WRITTEN EXERCISE:
Transcribe all the records with complete accuracy.

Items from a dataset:
** START **

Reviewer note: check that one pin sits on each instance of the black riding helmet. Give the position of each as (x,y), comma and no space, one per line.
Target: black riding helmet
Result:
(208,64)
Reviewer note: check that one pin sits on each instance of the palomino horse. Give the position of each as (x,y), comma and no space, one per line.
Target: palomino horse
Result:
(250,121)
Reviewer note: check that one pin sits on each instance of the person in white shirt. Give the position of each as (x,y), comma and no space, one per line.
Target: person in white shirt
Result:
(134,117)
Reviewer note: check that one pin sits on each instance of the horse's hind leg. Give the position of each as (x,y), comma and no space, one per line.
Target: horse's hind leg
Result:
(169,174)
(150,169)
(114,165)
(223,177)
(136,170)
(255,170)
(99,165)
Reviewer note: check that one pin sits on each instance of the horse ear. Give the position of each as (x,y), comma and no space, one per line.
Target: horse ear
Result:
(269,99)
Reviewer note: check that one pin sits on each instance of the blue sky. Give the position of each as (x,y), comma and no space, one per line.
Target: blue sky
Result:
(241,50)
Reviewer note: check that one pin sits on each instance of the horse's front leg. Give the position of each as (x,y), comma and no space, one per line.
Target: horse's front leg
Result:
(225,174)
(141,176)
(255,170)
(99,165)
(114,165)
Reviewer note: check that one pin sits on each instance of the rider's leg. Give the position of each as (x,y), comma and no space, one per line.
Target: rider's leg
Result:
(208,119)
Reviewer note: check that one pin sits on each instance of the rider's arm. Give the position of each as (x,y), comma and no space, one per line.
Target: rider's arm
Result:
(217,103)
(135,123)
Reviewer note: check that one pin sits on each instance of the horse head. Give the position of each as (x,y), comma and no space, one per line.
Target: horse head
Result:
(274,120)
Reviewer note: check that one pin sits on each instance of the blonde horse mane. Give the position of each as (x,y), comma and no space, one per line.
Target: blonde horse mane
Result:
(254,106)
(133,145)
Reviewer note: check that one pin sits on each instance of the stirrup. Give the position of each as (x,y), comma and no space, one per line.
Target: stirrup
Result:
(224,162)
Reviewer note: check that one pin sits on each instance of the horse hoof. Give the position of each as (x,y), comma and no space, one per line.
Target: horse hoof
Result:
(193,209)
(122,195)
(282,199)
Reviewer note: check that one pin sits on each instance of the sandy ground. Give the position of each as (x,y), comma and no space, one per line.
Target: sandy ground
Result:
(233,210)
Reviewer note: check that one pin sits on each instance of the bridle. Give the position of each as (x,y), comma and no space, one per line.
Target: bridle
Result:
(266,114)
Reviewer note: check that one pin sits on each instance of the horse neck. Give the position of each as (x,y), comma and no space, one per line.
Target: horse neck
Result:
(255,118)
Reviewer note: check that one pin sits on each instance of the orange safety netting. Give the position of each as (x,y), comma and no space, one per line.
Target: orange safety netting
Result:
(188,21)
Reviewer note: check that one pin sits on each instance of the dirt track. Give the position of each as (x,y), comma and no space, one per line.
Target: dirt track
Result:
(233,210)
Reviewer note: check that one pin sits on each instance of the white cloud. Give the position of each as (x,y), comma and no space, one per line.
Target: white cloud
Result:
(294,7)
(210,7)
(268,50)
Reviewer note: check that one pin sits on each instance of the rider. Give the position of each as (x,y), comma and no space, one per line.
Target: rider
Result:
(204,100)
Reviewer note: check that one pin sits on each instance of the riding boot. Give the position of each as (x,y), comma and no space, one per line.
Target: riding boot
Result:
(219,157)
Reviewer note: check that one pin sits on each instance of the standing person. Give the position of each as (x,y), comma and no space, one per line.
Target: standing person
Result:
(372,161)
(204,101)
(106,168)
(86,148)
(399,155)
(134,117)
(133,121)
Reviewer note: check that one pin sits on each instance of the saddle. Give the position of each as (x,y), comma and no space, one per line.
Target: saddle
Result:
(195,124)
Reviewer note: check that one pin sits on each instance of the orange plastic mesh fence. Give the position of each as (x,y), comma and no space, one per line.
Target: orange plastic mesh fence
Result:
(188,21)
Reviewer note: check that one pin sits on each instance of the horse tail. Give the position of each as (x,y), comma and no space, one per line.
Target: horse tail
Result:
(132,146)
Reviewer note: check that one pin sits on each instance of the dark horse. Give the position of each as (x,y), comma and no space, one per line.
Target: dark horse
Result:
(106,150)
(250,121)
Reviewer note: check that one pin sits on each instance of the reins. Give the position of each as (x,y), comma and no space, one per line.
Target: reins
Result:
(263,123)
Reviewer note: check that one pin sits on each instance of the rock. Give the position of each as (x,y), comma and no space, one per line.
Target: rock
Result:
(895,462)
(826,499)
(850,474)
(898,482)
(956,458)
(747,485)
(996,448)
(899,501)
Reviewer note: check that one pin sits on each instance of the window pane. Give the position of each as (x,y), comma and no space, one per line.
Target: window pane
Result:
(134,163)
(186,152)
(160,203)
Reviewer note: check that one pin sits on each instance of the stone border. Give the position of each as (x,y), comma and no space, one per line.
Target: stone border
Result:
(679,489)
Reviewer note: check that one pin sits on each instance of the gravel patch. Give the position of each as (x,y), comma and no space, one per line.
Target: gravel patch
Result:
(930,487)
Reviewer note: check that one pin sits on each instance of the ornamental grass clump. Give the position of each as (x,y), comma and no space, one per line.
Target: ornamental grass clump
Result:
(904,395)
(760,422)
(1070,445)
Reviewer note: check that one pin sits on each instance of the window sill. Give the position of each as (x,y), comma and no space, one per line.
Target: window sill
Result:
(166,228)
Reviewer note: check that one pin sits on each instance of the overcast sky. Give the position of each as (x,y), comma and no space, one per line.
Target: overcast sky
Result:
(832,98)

** END **

RESULT FOR THIS TASK:
Reviewer note: check that one pin sits on each instance of the black riding helmet. Give the position of each as (x,y), comma and no space, one per line.
Target: black riding helmet
Result:
(208,64)
Reviewer note: check that one pin sits on each instance of the palomino horse. Give the position of each as (x,y), comma and no space, one per line.
Target: palomino horse
Result:
(250,121)
Reviewer note: check that one pin sits on each instance of the person in white shirt. Give the position of each as (x,y), comma and no space, one per line.
Target: person in white shirt
Result:
(134,117)
Reviewer note: check that one pin sits on each instance of the horse's hind leg. Give the position of each as (x,y), comma and no space, one per line.
Target: horse's hind leg
Result:
(169,174)
(150,169)
(114,165)
(223,177)
(136,170)
(255,170)
(99,165)
Reviewer note: check that one pin sits on each instance of the horse ear. Give the position of each as (x,y), comma and no space, one per line.
Target: horse ear
Result:
(269,99)
Reviewer note: check that one pin sits on each instance of the blue sky. Give the position of each as (x,y), comma and no space, one per line.
Target: blue sky
Result:
(241,50)
Reviewer note: check that one pin sits on each instance of the horse's front leg. Give the position of each as (x,y), comma and no space, one per line.
Target: horse's front leg
Result:
(225,174)
(141,176)
(255,170)
(99,165)
(114,165)
Reviewer note: check that one pin sits on each instance of the rider's leg. Give the position of each as (x,y), comma and no space, one per line.
Target: rider's leg
Result:
(208,119)
Reviewer note: check that one pin sits on each instance of the rider's arm. Give the position of each as (x,y), comma and no space, one per line.
Target: rider's arm
Result:
(217,103)
(135,123)
Reviewer note: check that one pin sits on each instance of the horse head. Give the position of each as (x,y), comma and no space, one per line.
Target: horse head
Result:
(274,120)
Reviewer note: check that one pin sits on each instance of the blonde horse mane. Give the position of each as (x,y), comma and no space, one per line.
Target: blonde horse mane
Result:
(254,106)
(133,145)
Reviewer note: check that one pin sits on each instance of the stirrup. Give the position of each as (x,y), comma and no space, one per line.
Target: stirrup
Result:
(224,162)
Reviewer note: check that one pin sits on each instance of the horse hoof. Give the position of each as (x,y), comma and no space, one per line.
Target: horse hoof
Result:
(193,209)
(122,195)
(282,199)
Reviewer note: check that one pin sits on each instance of the sandy ground. Give the position of each as (x,y), comma and no space, one per line.
Target: sandy ground
Result:
(233,210)
Reviewer note: check that one pin sits on each instance of the bridle. Give the position of each as (x,y), comma and no space, one per line.
Target: bridle
Result:
(266,114)
Reviewer note: check that one pin sits on each instance of the horse neck. Give the position of each as (x,y), comma and no space, one per line.
Target: horse neck
Result:
(255,118)
Reviewer note: check that one pin sits on each instance of the orange safety netting. Give the position of each as (x,y), comma and no space, one per line.
Target: orange safety netting
Result:
(188,21)
Reviewer note: check that one pin sits on each instance of the dirt track. Give the position of each as (x,y), comma and no space, one per line.
Target: dirt track
Result:
(233,210)
Reviewer note: check that one pin sits on each instance of the white cloud. Give the position of each as (x,y), comma and no space, one per line.
Target: white cloud
Result:
(294,7)
(210,7)
(268,50)
Reviewer note: check that one pin sits on each instance of the rider. Give the position of each as (x,y), comma and no space, one per line.
Target: rider
Result:
(204,100)
Reviewer note: check that one pin sits on each instance of the riding boot. Give the position of each as (x,y), comma and no space, one per line.
Target: riding boot
Result:
(219,157)
Reviewer note: check that one pin sits on each instance of the standing person. Give the position of each as (x,y), comma and no space, one per line.
Target: standing person
Result:
(372,161)
(204,101)
(106,168)
(86,148)
(399,155)
(134,117)
(133,121)
Reviewer note: check that one pin sits on each instance of the saddle. Give the position of each as (x,y), comma and no space, one per line.
Target: saddle
Result:
(195,124)
Reviewer note: check that one pin sits on each instance of the orange plastic mesh fence. Give the position of each as (x,y), comma and no space, one per line.
Target: orange plastic mesh fence
Result:
(188,21)
Reviewer note: check that one pin sits on each instance of the horse tail. Give the position of each as (x,y), comma and no space, one per line.
Target: horse tail
Result:
(132,146)
Reviewer note: check that one pin sits on each instance of the dark horse. Give the position of each as (x,y), comma and no space, one per line.
Target: dark horse
Result:
(106,150)
(250,121)
Reviewer note: check that one pin sits on each instance of the reins. Give the position of each as (x,y), comma and no space, one per line.
Target: reins
Result:
(263,123)
Reviewer note: check that one pin sits on each instance of the rock. Give the position of each as (x,y), comma and no space, one per line.
Target: rock
Result:
(895,462)
(826,499)
(850,474)
(898,482)
(956,458)
(747,485)
(996,448)
(899,501)
Reviewer note: check that one pin sits on each instance of the window pane. Give the position of each as (x,y), comma and no space, one per line.
Target: window pane
Result:
(134,163)
(186,152)
(160,203)
Reviewer note: check that one pin sits on each instance of the stone border. Give the position of each as (x,y), comma and no space, one per line.
Target: stone border
Result:
(679,489)
Reviewer note: check that one pin sits on each instance of the gravel patch. Give the position of each as (x,y), comma and no space, one per line.
Target: gravel patch
Result:
(930,487)
Reviewer note: check that one pin sits on each instance of the ornamental grass clump. Give the position of each as (x,y), comma and no space, one per line.
Target: ornamental grass clump
Result:
(904,395)
(760,422)
(1070,445)
Reviewer note: check that one pin sits on each instance of the window sill. Give the position of each as (x,y), comma and no space, one per line.
Target: window sill
Result:
(166,228)
Reviewer note: check that one pin sits on each instance of the overcast sky. Give the position of each as (x,y), comma and no space, one per line.
Target: overcast sky
Result:
(832,98)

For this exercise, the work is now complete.